WHAT TO DO -
1 > Render this sentence from the post on eating in Milan and Lake Como into French: "I am always planning the next trip when I am on a trip."
2 > From the post on eating in Milan and Lake Como, output the passage starting at "Eating in Milan" and ending at "pastries, and pizza.", with every character unchanged.

ARTICLE -
══════
I know this last salad is pushing the Italian envelope here with the hard boiled egg, so if you see “insalata caprese con uovo sodo” on the menu when you are in Capri, just remember where you saw it first.

Eating in Milan and Lake Como, Delizioso

L’Appetito Vien Mangiando!—Italian phrase

The above phrase basically means “appetite comes with eating” or explained, as people always want more than they already have.

This is Big Surf Daddy in a nutshell. I am always planning the next trip when I am on a trip. I think about the next meal while I am eating a meal. I’m not proud of this trait and it drives Mrs. Big Surf absolutely batty.

In Italy, I can’t wait to eat. I am always thinking about the next thing to eat or drink, while I am already eating or drinking something. Of course in Italy it is easy to do. My thoughts are constantly swimming in pasta, sauce, gelato, cheese, wine, coffee, pastries, and pizza.

As some of you know, who read this blog, we travel a lot with our family and that includes small grandchildren, five to be exact (6 yrs old and younger). Eating with this group takes more planning than the D-Day invasion and also the ability to bob-and-weave like being in the ring with Ali.

As you could imagine, the food on our recent trip to Milan and Lake Como was delicious and easier than I thought it would be.

Beginning with the best food for children…GELATO!!

This was a great spot for gelato, Dulcis In Fundo Gelateria on Piazza Garibaldi in the beautiful Lake Como town of Menaggio. I recommend the limone (lemon).

The Gelato Fatto Con Amore, near the Cadorna train station was a big hit with all of us. I thought the name was a subliminal message to us Americans, but actually it means “made with love”. I could taste the love. The lead photo is the gelato bar in this gelateria.
══════
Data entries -
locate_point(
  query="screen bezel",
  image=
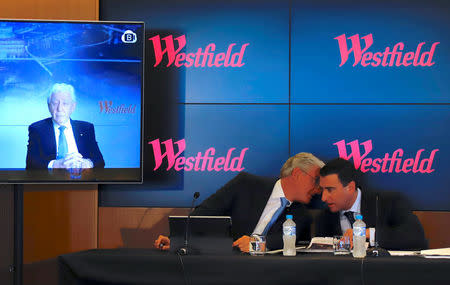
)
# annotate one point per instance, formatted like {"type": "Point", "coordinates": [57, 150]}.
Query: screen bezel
{"type": "Point", "coordinates": [54, 177]}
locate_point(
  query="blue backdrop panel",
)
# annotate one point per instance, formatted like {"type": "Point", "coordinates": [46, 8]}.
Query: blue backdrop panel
{"type": "Point", "coordinates": [262, 129]}
{"type": "Point", "coordinates": [262, 24]}
{"type": "Point", "coordinates": [317, 77]}
{"type": "Point", "coordinates": [104, 72]}
{"type": "Point", "coordinates": [411, 128]}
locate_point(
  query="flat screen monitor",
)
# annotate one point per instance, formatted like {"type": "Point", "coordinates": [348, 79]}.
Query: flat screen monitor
{"type": "Point", "coordinates": [71, 101]}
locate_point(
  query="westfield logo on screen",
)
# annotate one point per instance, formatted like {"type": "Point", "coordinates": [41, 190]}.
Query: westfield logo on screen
{"type": "Point", "coordinates": [391, 163]}
{"type": "Point", "coordinates": [203, 57]}
{"type": "Point", "coordinates": [108, 107]}
{"type": "Point", "coordinates": [390, 56]}
{"type": "Point", "coordinates": [205, 161]}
══════
ANSWER SET -
1 > Je prépare toujours le prochain voyage quand je suis en voyage.

2 >
Eating in Milan and Lake Como, Delizioso

L’Appetito Vien Mangiando!—Italian phrase

The above phrase basically means “appetite comes with eating” or explained, as people always want more than they already have.

This is Big Surf Daddy in a nutshell. I am always planning the next trip when I am on a trip. I think about the next meal while I am eating a meal. I’m not proud of this trait and it drives Mrs. Big Surf absolutely batty.

In Italy, I can’t wait to eat. I am always thinking about the next thing to eat or drink, while I am already eating or drinking something. Of course in Italy it is easy to do. My thoughts are constantly swimming in pasta, sauce, gelato, cheese, wine, coffee, pastries, and pizza.